-- Excerpted passage follows --
Cleo’s Conundrum: ‘I Always Think Everyone's Looking at Me, But I Only Look at Myself’
'The tool of every self-portrait is the mirror. You see yourself in it. Turn it the other way, and you see the world.'
Director Agnes Varda
In the 1962 film ‘Cleo de 5 a 7’ Corinne Marchand plays the eponymous heroine, a successful Parisian pop singer who fears that she has cancer. The movie follows her movements on the first day of summer, from 5-00 to 6-30, as she waits to hear the results of her tests.
'Ugliness is a kind of death. As long as I'm beautiful, I'm even more alive than the others.’
When we first encounter Cleo she comes across as somewhat superstitious, self-absorbed and trivial. She visits a tarot reader, bursts into tears in a café, and consoles herself with a visit to the hat shop. She revels in attention and recognition, and is constantly seeking her own reflection in mirrors.
‘Everything suits me. Trying things on gives me a thrill.’
However, we soon realise that Cleo’s identity is in part a product of the company she keeps. Her indulgent maid-companion avoids taxis with unlucky numbers and warns against wearing new clothes on Tuesdays. Her businessman lover only has time to pop in and shower her with hollow compliments. Her musician friends faun on her and compose frivolous songs for her with titles like ‘The Tease’ and ‘The Liar’. But they don’t think she quite has the voice for serious material.
-- Excerpted passage concluded --
▶ [Work instructions]:
A) In the article about Cleo, who plays the heroine in the 1962 film?
B) Rewrite the article about Cleo between "Cleo’s Conundrum: ‘I" and "of her tests.", inclusive, replacing "Parisian" with "French".
C) Extend the article about Cleo, starting after its final sentence.
You won't need the data that follows this article about Cleo.
-- Dataset follows --
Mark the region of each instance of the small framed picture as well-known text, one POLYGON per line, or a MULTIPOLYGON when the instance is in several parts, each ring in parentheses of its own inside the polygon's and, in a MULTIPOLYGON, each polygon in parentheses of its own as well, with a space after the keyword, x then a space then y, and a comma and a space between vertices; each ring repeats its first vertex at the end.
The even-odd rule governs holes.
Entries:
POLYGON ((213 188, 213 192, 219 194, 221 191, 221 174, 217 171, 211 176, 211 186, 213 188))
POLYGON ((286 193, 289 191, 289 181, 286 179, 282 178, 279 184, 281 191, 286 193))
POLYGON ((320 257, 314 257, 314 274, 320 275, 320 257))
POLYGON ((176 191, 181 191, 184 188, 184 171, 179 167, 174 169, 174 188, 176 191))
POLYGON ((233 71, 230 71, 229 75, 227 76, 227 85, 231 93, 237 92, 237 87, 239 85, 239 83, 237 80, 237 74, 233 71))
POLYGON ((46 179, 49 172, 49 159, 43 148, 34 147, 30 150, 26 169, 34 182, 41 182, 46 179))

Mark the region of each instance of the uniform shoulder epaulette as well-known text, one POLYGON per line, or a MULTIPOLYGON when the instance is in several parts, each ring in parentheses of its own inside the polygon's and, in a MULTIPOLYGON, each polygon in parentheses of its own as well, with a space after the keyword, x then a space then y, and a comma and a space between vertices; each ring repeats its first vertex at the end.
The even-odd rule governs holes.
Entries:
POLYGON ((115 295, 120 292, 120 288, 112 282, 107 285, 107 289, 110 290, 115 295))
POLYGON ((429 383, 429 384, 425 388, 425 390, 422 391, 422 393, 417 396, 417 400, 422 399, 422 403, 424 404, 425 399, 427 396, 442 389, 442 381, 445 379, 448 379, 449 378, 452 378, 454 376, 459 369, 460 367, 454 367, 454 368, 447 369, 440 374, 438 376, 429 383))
-- Dataset concluded --
▶ [Answers to the exercise]:
A) Corinne Marchand

B)
Cleo’s Conundrum: ‘I Always Think Everyone's Looking at Me, But I Only Look at Myself’
'The tool of every self-portrait is the mirror. You see yourself in it. Turn it the other way, and you see the world.'
Director Agnes Varda
In the 1962 film ‘Cleo de 5 a 7’ Corinne Marchand plays the eponymous heroine, a successful French pop singer who fears that she has cancer. The movie follows her movements on the first day of summer, from 5-00 to 6-30, as she waits to hear the results of her tests.

C)
They all treat Cleo like a child, privately regarding her as a hypochondriac drama queen. She is unable to have a proper conversation about her health concerns with any of them.
'Everybody spoils me. Nobody loves me.’
Finally Cleo can take no more. She discards her wig, changes into a simple black dress, and dons the inappropriate hat she purchased earlier. She walks out onto the Paris streets alone.
Cleo visits an old friend, Dorothee, an artist’s model who is hard up but happy. Taking a trip around town together, she is at last able to talk seriously about her fears. Cleo drops Dorothee home in a taxi. As her friend disappears up the steps, Cleo asks the cabby to slow down so that she can savour the moment. She seems to be undergoing some kind of awakening. She is more curious about the world around her, more alert to the people she passes on the street. She stops looking in mirrors.
Director Agnes Varda, who died in March of this year, explained the theme of ‘Cleo de 5 a 7’:
‘When the film starts, she’s just there to be looked at. When she takes off her wig and puts on her black dress and goes out, she’s the one who starts to look. Looking at others is the first step of feminism—not being selfish, not being mirror-oriented. Looking at other people. Discovering what they do to make a living. Or how they behave. Cleo, in the shock of being afraid of death, starts to see things differently.’
(Interviewed in Cleo, 6.1)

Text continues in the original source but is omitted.